Object detection records
+--

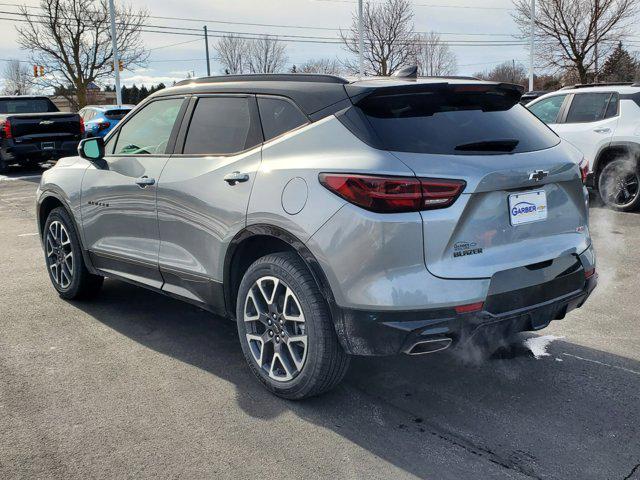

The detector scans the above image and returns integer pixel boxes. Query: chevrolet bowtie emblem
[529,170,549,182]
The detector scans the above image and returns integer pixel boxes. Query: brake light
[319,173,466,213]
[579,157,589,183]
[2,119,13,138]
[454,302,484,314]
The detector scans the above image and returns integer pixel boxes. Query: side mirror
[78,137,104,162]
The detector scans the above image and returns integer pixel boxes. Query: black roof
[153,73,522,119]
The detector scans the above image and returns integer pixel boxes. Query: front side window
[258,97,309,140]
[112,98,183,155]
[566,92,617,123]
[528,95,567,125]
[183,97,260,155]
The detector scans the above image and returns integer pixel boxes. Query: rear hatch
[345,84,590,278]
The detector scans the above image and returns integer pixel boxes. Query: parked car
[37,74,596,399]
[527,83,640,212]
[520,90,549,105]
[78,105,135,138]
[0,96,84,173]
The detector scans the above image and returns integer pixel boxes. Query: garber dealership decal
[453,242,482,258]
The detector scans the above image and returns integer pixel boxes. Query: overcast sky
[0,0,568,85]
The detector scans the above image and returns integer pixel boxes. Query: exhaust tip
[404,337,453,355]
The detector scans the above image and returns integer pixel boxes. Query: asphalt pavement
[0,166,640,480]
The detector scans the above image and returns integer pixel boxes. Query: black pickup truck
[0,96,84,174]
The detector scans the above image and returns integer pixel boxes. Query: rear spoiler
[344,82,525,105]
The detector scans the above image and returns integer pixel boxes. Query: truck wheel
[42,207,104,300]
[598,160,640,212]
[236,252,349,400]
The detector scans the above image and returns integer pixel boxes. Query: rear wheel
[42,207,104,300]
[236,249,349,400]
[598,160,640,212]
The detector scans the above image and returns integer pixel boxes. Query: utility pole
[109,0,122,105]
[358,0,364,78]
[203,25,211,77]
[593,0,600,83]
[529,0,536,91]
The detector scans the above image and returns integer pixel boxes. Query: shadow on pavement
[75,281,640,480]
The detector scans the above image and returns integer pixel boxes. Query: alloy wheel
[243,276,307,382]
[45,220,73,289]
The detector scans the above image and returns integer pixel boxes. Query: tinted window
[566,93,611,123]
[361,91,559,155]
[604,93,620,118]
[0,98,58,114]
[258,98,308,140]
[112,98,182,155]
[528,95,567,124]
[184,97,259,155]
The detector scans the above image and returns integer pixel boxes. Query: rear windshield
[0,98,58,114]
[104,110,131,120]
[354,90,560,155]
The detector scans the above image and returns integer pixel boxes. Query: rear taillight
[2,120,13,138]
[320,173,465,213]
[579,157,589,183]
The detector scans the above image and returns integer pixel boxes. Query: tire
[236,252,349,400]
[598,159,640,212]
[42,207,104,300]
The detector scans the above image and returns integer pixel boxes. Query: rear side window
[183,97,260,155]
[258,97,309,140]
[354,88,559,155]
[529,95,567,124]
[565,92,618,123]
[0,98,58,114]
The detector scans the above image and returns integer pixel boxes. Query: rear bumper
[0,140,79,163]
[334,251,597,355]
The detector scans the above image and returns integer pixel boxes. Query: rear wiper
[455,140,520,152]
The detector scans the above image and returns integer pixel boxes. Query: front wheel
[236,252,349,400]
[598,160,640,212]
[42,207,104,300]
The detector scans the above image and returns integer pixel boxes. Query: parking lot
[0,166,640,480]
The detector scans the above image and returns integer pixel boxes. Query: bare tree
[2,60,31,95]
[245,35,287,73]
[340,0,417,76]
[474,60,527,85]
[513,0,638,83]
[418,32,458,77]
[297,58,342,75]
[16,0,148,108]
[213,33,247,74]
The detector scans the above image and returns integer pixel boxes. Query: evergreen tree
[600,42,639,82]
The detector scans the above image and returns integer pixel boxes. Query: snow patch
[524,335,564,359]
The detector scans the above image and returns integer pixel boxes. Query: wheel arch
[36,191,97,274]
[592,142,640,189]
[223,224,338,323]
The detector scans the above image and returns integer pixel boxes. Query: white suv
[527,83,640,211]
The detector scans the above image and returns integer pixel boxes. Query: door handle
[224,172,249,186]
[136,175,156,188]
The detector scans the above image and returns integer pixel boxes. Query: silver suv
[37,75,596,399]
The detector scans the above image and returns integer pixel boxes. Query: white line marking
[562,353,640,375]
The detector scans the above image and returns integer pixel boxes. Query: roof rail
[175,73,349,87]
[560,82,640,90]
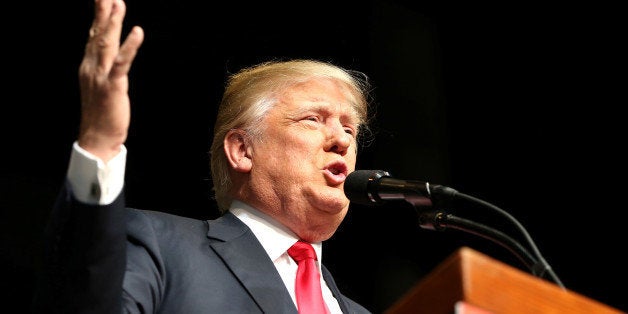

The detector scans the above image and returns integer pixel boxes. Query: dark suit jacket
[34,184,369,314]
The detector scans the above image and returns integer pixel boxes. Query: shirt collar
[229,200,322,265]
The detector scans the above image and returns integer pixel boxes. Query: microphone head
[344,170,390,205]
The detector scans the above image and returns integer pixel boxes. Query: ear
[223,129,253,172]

+--

◆ Objective ◆
Gather every line of the records above that contains the string "white", matching case exactly.

◆ The result ◆
The detector scans the above image and returns integer pixel boxes. Query: white suv
The detector scans the above image and returns integer pixel boxes. Query: white line marking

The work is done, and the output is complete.